Document segment.
Kuleshov took one of the leading men of the nascent Russian cinema, a handsome young Armenian named Musjakian, and shot a close-up of him looking neutrally at the camera for a couple of minutes. He then inter-cut this shot with a close-up of a bowl of steaming hot soup, then with a close-up of a dead child, and finally with a shot of a woman exiting a train, then running toward the camera with an ecstatic expression on her face. When he and his students showed the sequence to workers at a Leningrad factory after a shift change, most members of the audience were amazed by the power of — Musjakian’s acting! How in the first scene, he was striving to look indifferent but was plainly starving to death; in the second, he was trying in suppress his emotion but was plainly devastated by the death of his son. And in the third, though again striving to be restrained and manly, he was clearly overjoyed at the sight of — his mistress.
Kuleshov followed that up by another exercise, in which he filmed a young woman getting dressed entirely in close-up her hands pulling on stockings, her arms pulling a shift over her head, etc. At the end of the class in which he showed the sequence, one of his students begged him for the address of the young woman, by whom he was clearly smitten. Kuleshov gravely refused, despite the student’s assurances of his good intentions. Finally, after being further pressed, Kuleshov confessed that the young woman with whom the student was infatuated consisted in fact of four different women, and one man.
So you see, Kuleshov concluded, I have created an entirely fictional creature that is nonetheless capable of inspiring passion. The central creative heart of filmmaking, he concluded, was editing which, along with the multiple points of view enabled by camera position, enabled film to far surpass theatre in expressive range and power.
How true this was is attested to by the fact that, as early as 1920, both Pope Benedict XV and Vladimir Illyich Lenin, who agreed on little else, both pronounced film to be the most influential art form in the history of the world.

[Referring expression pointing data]

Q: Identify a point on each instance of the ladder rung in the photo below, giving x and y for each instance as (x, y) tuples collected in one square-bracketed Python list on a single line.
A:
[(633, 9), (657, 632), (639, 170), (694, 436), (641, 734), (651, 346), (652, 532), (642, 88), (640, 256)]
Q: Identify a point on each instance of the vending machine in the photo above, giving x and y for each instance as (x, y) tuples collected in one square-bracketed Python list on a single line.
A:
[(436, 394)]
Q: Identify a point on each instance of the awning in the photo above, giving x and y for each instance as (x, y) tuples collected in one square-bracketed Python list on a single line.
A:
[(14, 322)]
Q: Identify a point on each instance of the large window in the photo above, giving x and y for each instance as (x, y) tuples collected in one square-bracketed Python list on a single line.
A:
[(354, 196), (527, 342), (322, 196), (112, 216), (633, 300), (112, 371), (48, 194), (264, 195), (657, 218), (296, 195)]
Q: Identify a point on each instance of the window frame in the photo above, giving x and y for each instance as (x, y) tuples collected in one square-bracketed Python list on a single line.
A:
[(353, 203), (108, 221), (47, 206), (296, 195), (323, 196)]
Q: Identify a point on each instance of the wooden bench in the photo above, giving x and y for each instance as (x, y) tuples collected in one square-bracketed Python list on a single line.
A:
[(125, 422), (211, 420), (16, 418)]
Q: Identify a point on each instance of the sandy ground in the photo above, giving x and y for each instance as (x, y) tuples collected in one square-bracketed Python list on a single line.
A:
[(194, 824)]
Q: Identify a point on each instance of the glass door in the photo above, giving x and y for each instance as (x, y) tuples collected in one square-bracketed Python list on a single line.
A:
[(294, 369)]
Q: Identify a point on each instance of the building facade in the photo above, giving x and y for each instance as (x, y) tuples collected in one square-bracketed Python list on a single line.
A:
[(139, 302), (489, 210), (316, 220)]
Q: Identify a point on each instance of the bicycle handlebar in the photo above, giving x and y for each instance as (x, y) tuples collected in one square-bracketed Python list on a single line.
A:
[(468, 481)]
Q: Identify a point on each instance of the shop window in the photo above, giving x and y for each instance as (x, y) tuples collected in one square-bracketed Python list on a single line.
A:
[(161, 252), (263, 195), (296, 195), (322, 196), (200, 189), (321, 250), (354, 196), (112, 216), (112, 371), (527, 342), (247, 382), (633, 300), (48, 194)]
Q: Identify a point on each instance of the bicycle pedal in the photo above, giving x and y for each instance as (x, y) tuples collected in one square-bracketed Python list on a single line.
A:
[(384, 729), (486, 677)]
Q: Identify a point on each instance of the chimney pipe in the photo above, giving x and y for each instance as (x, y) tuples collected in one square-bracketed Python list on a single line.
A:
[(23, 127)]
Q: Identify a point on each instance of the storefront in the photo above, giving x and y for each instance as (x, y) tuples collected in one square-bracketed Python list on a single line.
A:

Apply what you read.
(1) In the passage on Kuleshov's editing experiments, shorten the paragraph beginning "Kuleshov followed that up by another exercise" while keeping its main facts.
(2) Proceed with the passage on Kuleshov's editing experiments, starting after its final sentence.

Answers by item number.
(1) In a second exercise, Kuleshov filmed a young woman dressing, shown entirely in close-ups of her hands and arms. After the class saw it, a smitten student begged for her address. Kuleshov refused despite the student's assurances. When pressed further, he admitted that the woman was actually made up of four different women and one man.

(2)
But in a further paradox, the foremost innovator in the history of American cinema was a man of the theatre D.W. Griffith. And he used the new technology which like all technologies is amoral — to promote a virulently racist ideology. His most powerful film, the founding ‘masterpiece’ of American cinema, Birth of a Nation, is one of the most morally disgusting films ever made, the widespread exhibition of which is arguably responsible for the murder of hundreds of African American citizens at the hands of a rejuvenated Klu Klux Klan, which brings us back to our starting point: Ms. Simmons charge of racism in American filmmaking.
That film is a medium of phenomenal power is undeniable. That there is racism in American filmmaking is also, I think, undeniable. I would assert as well, without offering evidence, that it is less virulent now than it was at the beginning. But whether it is a cause or merely a symptom is very much subject to continuing debate. If films are merely symptoms of the zeitgeist of the times, Ms. Simmon’s injunction to produce different kinds of films is likely to have less effect, even if carried out, than if films can in fact cause different values to be instilled. I hope to engage that subject in a later post.